=== Data to examine ===

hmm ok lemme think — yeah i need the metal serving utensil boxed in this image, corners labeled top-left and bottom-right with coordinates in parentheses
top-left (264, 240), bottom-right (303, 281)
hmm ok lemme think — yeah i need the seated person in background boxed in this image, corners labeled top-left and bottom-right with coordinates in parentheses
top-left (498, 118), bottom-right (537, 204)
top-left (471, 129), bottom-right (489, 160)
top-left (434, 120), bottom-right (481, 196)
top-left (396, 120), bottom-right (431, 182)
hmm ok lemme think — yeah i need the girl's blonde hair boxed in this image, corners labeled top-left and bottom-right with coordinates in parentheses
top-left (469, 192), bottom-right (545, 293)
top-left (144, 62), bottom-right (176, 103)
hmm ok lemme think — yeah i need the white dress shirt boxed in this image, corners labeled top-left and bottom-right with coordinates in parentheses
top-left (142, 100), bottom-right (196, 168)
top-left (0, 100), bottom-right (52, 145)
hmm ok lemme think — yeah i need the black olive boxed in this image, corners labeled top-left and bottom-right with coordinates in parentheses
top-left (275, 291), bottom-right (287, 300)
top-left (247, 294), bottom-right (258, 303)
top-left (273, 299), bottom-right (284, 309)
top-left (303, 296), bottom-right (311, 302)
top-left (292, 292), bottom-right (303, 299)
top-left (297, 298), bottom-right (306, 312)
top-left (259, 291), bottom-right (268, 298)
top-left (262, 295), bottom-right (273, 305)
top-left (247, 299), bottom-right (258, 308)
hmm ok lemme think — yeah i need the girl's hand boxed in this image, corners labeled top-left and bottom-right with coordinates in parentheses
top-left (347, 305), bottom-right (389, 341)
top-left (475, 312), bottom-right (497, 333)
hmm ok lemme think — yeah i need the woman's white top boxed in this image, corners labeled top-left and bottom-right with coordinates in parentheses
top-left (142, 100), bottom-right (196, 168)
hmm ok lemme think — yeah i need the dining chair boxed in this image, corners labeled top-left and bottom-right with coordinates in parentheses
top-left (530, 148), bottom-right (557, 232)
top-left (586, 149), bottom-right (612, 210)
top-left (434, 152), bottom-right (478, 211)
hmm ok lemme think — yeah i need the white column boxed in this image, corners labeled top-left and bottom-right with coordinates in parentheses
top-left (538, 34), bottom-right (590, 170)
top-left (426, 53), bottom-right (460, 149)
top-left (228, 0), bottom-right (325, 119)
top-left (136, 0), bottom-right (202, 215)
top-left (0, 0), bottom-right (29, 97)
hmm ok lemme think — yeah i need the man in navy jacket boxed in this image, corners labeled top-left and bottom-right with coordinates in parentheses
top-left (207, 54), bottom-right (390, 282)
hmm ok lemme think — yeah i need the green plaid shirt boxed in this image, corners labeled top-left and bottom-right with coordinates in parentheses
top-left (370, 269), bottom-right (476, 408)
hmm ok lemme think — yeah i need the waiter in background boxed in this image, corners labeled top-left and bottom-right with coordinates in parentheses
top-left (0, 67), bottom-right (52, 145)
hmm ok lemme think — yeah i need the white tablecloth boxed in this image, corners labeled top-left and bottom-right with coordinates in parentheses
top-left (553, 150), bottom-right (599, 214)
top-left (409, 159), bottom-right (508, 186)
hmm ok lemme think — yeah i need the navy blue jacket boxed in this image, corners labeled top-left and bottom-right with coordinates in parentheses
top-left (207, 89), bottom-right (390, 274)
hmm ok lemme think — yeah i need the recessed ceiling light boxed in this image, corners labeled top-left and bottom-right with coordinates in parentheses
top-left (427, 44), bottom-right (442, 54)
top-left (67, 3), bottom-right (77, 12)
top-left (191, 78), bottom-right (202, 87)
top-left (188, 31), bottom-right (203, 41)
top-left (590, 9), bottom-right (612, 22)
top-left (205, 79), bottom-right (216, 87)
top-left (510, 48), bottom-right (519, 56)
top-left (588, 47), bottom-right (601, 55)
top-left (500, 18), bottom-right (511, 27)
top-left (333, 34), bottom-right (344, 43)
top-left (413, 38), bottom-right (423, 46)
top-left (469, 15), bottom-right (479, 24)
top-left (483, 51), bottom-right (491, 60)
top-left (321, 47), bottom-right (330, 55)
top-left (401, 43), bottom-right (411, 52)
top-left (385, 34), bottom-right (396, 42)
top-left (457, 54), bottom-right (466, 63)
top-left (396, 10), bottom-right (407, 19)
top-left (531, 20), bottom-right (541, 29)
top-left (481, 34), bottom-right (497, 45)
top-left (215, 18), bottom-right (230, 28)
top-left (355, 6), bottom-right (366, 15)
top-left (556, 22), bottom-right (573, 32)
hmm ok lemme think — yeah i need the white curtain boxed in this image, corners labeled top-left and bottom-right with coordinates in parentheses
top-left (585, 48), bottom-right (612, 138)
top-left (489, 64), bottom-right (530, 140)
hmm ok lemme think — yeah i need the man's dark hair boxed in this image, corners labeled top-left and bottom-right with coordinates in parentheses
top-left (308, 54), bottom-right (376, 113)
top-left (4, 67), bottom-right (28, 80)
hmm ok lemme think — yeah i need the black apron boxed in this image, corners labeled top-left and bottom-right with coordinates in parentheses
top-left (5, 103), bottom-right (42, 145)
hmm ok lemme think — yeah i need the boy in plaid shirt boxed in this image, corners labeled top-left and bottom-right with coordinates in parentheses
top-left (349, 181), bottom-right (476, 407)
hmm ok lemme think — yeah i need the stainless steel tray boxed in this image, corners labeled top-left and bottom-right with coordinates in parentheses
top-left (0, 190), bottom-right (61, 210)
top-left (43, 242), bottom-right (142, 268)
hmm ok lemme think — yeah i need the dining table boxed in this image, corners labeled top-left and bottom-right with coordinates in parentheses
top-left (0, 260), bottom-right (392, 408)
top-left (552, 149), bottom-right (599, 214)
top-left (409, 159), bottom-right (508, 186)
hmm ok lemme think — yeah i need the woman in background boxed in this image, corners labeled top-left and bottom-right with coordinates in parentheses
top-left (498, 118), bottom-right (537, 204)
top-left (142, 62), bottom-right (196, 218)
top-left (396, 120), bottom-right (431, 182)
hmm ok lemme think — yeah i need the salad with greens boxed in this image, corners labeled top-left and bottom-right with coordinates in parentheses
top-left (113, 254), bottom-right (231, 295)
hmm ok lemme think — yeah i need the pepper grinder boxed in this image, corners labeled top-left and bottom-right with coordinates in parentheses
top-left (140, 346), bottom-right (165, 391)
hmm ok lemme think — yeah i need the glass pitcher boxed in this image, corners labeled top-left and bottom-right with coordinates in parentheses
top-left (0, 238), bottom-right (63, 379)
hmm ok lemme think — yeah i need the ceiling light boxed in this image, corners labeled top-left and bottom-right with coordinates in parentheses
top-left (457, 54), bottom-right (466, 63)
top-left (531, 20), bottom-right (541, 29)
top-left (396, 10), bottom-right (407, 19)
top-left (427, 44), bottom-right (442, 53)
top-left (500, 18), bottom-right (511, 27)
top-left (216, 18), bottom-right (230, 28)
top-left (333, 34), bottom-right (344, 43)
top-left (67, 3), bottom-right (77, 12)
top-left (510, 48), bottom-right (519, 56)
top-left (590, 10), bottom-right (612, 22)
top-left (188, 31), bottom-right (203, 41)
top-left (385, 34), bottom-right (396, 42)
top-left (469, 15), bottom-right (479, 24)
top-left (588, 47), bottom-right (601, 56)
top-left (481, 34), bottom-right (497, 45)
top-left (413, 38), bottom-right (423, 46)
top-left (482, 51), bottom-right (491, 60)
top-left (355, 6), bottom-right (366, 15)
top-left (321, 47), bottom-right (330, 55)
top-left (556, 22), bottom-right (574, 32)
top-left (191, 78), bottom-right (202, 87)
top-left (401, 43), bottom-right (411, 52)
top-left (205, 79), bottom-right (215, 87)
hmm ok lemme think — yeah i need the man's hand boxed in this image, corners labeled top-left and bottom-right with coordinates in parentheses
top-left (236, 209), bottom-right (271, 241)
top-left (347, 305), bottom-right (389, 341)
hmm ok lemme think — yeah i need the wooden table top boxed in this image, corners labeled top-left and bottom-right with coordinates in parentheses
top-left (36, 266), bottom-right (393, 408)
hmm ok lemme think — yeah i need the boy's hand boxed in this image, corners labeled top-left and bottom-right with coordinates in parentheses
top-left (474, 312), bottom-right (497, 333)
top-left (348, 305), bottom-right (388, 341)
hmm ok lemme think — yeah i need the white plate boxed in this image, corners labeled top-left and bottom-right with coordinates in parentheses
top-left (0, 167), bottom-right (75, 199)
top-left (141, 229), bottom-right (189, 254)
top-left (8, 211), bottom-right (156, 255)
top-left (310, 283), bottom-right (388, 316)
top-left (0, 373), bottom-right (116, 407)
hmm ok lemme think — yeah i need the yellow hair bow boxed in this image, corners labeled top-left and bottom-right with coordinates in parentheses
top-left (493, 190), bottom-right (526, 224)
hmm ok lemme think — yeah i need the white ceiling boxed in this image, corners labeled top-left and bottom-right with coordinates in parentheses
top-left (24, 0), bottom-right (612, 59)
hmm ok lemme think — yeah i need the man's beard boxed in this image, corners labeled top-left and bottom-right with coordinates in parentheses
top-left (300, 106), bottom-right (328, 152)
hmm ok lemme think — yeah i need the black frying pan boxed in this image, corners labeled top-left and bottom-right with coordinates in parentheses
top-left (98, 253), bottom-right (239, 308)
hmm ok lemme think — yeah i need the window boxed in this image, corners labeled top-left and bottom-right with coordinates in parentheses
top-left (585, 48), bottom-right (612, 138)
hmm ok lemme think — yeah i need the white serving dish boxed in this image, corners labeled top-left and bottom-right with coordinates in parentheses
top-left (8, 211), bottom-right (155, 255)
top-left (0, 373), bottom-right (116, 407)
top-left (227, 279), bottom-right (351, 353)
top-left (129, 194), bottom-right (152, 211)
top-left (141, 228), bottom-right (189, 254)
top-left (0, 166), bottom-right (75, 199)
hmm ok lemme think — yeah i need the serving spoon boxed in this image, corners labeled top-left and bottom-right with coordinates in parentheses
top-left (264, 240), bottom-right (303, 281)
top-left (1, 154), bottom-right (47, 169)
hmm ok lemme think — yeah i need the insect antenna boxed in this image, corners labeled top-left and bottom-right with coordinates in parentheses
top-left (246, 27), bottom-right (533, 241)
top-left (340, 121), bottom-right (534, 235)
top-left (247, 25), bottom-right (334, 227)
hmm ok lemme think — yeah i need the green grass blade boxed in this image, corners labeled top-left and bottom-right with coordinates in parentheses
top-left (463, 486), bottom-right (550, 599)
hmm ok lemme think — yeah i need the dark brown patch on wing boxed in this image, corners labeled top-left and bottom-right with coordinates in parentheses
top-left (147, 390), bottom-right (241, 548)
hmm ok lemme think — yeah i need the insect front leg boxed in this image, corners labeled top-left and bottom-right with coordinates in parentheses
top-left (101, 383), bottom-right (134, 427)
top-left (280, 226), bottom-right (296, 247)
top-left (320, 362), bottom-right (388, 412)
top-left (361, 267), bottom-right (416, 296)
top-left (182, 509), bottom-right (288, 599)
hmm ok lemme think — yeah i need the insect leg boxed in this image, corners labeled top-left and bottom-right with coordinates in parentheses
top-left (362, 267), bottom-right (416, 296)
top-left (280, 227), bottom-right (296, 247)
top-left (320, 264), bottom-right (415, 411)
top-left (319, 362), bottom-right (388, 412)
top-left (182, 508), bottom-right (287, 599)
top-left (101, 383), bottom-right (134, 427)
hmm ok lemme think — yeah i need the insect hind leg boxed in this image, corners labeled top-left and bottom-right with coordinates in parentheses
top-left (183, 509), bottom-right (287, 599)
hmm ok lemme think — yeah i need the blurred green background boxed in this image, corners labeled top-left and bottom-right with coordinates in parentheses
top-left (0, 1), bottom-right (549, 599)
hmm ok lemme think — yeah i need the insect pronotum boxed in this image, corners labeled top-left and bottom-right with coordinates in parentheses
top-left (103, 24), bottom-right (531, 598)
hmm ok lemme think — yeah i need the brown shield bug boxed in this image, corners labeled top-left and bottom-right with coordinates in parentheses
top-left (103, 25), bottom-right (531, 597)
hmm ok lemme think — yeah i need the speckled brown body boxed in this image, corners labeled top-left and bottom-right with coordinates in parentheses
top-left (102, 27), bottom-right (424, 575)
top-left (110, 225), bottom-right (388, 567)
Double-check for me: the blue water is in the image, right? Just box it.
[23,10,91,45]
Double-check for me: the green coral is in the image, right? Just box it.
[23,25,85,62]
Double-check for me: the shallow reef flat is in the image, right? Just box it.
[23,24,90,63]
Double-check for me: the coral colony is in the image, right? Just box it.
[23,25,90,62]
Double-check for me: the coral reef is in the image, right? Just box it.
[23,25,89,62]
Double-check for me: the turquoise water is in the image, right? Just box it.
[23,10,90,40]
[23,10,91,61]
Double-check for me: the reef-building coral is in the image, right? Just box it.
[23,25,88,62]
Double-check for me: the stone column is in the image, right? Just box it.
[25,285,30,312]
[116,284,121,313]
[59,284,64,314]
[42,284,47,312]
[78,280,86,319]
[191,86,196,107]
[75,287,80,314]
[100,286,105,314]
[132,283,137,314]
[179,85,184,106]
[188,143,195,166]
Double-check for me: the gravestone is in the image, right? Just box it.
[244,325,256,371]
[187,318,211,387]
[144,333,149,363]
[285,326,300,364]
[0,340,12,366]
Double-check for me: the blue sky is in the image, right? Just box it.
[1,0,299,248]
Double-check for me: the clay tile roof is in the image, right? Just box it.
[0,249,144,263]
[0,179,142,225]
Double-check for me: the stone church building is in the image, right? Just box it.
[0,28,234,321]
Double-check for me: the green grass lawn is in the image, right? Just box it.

===

**Instructions for the task**:
Repeat, without changes, every line from the one that contains "Double-check for me: the turquoise" through the final line of the data.

**Your solution**:
Double-check for me: the turquoise water is in the image, right? Just box it.
[23,10,90,40]
[23,10,91,61]
Double-check for me: the reef-building coral is in the image, right? Just box it.
[23,25,88,62]
Double-check for me: the stone column is in the image, right? Just box it.
[25,285,30,312]
[116,284,121,313]
[59,284,64,314]
[42,284,47,312]
[78,280,86,319]
[191,86,196,107]
[75,287,80,314]
[100,286,105,314]
[132,283,137,314]
[179,85,184,106]
[188,143,195,166]
Double-check for me: the gravestone is in the image, right? Just box it.
[244,325,256,371]
[187,318,211,387]
[144,333,149,363]
[285,326,300,364]
[0,340,12,366]
Double-check for me: the blue sky is in the image, right? Just box it.
[1,0,299,248]
Double-check for me: the clay tile roof is in the image, right? Just box it.
[0,249,144,263]
[0,179,142,225]
Double-check for me: the stone church building is in the image, right? Just box it.
[0,28,234,321]
Double-check for me: the green grass lawn is in the image, right? Just box it.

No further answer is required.